Short problem: Swap "trousers" for "pants" in the lines from the one holding "Detect clear sky." through the one holding "273,413,488,643", inclusive, and give those lines again with nothing else changed. Omit the pictures.

Recorded data:

----------------------------------------

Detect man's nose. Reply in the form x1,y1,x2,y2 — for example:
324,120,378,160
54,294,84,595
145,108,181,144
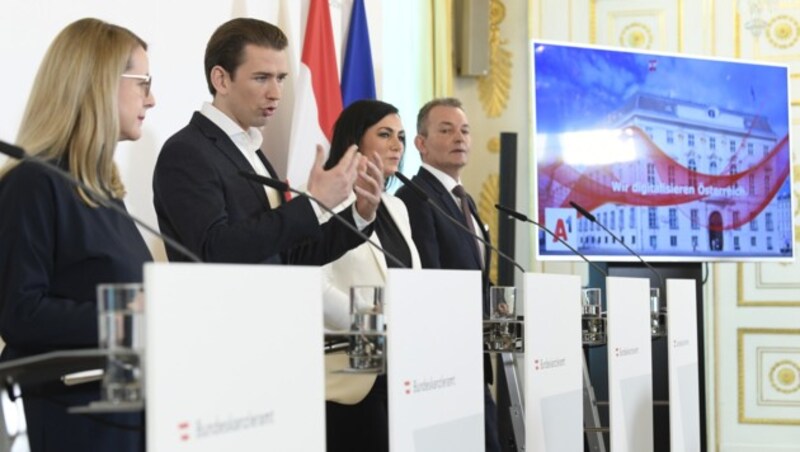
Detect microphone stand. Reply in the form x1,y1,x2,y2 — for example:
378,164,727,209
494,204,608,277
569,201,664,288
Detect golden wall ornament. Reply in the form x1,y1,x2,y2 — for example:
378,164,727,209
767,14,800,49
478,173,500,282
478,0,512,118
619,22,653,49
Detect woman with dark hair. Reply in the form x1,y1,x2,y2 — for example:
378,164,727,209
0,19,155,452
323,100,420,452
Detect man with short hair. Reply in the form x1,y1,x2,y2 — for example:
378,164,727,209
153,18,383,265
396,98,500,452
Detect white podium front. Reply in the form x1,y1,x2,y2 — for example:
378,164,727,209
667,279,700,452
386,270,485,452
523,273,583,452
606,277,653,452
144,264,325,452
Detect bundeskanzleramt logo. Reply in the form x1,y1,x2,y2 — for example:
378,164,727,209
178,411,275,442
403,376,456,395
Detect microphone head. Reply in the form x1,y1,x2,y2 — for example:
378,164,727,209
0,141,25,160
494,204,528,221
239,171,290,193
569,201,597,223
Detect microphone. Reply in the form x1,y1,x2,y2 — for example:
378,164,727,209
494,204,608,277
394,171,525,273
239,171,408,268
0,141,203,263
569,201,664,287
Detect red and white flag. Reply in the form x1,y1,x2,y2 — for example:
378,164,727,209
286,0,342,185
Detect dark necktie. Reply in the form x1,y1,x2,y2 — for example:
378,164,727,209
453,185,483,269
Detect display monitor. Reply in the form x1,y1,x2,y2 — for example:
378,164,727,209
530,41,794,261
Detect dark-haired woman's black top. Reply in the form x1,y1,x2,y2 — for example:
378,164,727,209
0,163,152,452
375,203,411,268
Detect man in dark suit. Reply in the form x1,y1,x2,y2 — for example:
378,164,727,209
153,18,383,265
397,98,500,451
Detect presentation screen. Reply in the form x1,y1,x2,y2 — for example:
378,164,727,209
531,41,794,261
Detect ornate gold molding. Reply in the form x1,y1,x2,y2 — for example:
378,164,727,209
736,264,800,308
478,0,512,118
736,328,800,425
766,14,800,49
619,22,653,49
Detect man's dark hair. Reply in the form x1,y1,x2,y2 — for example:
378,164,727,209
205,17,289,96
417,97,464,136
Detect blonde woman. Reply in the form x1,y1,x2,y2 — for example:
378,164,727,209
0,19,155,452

----------------------------------------

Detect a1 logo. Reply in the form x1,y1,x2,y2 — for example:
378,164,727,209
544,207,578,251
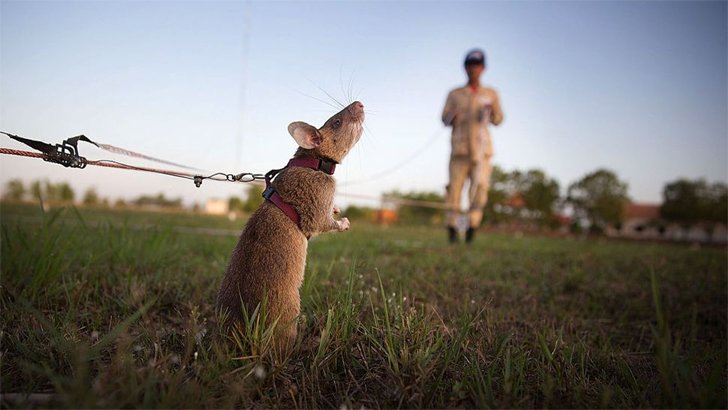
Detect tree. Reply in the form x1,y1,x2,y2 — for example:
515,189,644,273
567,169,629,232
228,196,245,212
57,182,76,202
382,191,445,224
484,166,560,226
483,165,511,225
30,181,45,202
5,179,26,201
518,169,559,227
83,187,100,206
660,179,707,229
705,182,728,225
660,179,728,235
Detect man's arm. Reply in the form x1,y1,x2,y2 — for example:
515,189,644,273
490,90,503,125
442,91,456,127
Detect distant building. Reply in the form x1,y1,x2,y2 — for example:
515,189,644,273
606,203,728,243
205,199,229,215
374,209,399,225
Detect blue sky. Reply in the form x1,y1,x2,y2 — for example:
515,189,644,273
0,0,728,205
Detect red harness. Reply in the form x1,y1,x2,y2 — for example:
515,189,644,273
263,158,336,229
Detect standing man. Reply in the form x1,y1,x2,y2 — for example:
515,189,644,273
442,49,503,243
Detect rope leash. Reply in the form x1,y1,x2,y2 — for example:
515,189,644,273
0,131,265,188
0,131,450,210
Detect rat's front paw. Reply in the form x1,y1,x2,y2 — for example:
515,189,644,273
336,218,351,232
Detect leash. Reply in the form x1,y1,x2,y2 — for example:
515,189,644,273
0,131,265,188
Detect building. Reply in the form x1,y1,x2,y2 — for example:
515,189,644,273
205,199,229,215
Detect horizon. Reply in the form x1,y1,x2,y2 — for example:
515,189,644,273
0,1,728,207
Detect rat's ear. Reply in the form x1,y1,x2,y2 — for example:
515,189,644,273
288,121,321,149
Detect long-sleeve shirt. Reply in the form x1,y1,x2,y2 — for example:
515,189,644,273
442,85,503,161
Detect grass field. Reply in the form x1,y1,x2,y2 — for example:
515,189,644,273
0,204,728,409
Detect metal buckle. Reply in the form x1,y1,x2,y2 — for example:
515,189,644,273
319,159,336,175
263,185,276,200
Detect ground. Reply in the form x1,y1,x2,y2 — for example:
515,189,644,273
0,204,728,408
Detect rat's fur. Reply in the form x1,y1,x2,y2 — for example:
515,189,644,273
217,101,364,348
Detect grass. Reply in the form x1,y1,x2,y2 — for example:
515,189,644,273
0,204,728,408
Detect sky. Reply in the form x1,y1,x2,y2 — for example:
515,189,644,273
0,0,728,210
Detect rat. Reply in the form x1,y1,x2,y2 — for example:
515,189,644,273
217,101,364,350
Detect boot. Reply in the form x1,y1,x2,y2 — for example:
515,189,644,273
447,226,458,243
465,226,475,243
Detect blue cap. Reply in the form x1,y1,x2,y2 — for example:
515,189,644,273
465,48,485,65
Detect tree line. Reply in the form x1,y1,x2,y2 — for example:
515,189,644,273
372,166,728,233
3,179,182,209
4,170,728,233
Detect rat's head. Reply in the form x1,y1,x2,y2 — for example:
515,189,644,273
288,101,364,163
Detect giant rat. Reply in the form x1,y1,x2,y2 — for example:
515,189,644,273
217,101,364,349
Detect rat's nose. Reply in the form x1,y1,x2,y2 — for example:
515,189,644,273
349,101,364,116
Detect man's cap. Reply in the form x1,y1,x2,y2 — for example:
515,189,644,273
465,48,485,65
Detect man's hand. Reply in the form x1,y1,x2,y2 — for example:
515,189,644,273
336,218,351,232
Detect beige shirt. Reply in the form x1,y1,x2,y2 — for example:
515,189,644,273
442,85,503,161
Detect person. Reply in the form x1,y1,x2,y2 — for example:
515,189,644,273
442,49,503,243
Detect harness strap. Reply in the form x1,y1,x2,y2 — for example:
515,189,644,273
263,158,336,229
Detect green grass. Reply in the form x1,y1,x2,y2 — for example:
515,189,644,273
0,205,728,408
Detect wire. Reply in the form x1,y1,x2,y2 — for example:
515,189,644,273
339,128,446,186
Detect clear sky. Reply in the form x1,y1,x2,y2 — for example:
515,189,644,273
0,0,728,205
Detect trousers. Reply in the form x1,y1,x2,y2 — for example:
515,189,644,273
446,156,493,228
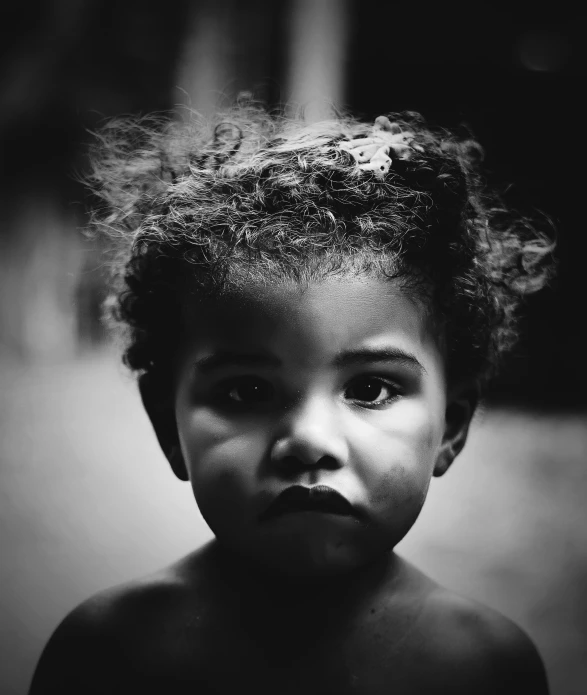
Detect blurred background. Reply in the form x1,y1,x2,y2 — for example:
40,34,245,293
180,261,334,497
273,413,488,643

----------------------------------------

Correct result:
Detect clear sky. Reply in the form x1,y1,x2,y2 — for example:
515,189,644,273
0,0,728,205
Detect pants. Reply in the form x1,y1,x2,y2 — for example:
515,189,644,273
446,156,493,228
Detect blurred background. Reply in the form x1,y1,x2,y2 — for example:
40,34,245,293
180,261,334,497
273,413,488,643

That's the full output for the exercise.